April 25, 2024
Hotline Miami has found its noir setting and liquor-swilling in OTXO, and its a bullet-shredding good time. The Finger Guns review:

Video games have a wonderful means of capturing the capacity for being a badass, particularly over other more passive mediums like films or books. OTXO (pronounced oh-cho) feels like it harnesses this capacity into a balls-to-the-wall, no nonsense rush of bullets, action and violence, nailing that feeling of being a powerful, kinetic avatar of carnage.

If you’ve watched the Crank movies, it’s got a similar rush of disorientating, rocket-propelled, endorphin-pumping vibe to it. From a black-and-white retro graphical style, pumping techno synth soundtrack to its unmitigated gory splendor, its quite a thrilling setup for a rogue-like, top-down shooter.

The comparisons to games like Hotline Miami and the like are clear as blood-soaked carpets in a pristine new-build home, but does OTXO do enough to set itself apart from the now over-flowing genre of rogue-likes and violent top-down shooters?

John Stick

OTXO follows the traditional rogue-like formula in terms of stakes and story. In the opening, you pick up a mask dropped by a stranger on a train. Immediately upon doing so, you’re separated from your loved one and awake on a beach. A beach where the waves don’t reach the shore, the sun doesn’t shine and the landscape never changes.
──────────────────────────────
■ **GIVEN EXERCISE**: In the OTXO review, how is the game's title pronounced? The listing isn't needed here.

(Dataset entries)
──────────────────────────────
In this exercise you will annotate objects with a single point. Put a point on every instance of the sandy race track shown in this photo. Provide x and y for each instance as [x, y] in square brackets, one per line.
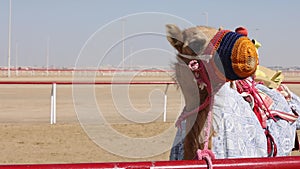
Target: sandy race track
[26, 135]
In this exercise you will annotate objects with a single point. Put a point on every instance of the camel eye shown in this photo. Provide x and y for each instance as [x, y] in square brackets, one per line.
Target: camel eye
[197, 45]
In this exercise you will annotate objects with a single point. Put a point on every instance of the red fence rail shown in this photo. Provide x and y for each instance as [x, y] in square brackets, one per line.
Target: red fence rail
[106, 82]
[290, 162]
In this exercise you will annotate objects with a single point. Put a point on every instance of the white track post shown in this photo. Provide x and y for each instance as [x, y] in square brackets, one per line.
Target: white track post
[165, 103]
[53, 104]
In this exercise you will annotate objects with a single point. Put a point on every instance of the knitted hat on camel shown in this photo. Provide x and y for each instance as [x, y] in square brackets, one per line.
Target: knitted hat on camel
[234, 55]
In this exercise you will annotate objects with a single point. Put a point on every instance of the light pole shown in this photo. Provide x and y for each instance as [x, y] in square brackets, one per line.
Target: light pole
[206, 17]
[123, 44]
[9, 39]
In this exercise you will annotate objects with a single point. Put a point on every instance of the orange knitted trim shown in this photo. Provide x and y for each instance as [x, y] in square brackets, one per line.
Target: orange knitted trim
[244, 57]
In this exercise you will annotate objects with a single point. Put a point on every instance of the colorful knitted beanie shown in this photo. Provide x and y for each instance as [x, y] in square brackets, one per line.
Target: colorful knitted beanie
[234, 55]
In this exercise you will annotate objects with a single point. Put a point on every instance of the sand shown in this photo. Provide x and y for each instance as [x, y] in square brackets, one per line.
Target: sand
[26, 135]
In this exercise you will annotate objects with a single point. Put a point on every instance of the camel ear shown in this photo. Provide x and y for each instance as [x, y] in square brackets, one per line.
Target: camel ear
[174, 36]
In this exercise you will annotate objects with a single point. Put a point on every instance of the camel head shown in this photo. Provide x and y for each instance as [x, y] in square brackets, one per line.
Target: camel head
[191, 41]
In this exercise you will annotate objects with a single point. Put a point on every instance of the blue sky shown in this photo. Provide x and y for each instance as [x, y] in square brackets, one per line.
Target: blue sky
[67, 26]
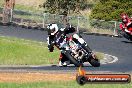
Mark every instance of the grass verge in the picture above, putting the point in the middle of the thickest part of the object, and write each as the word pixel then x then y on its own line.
pixel 15 51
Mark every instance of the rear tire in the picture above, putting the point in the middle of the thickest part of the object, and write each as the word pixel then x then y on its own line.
──────────────────────────────
■ **ANSWER TO THE PROBLEM**: Oh-cho.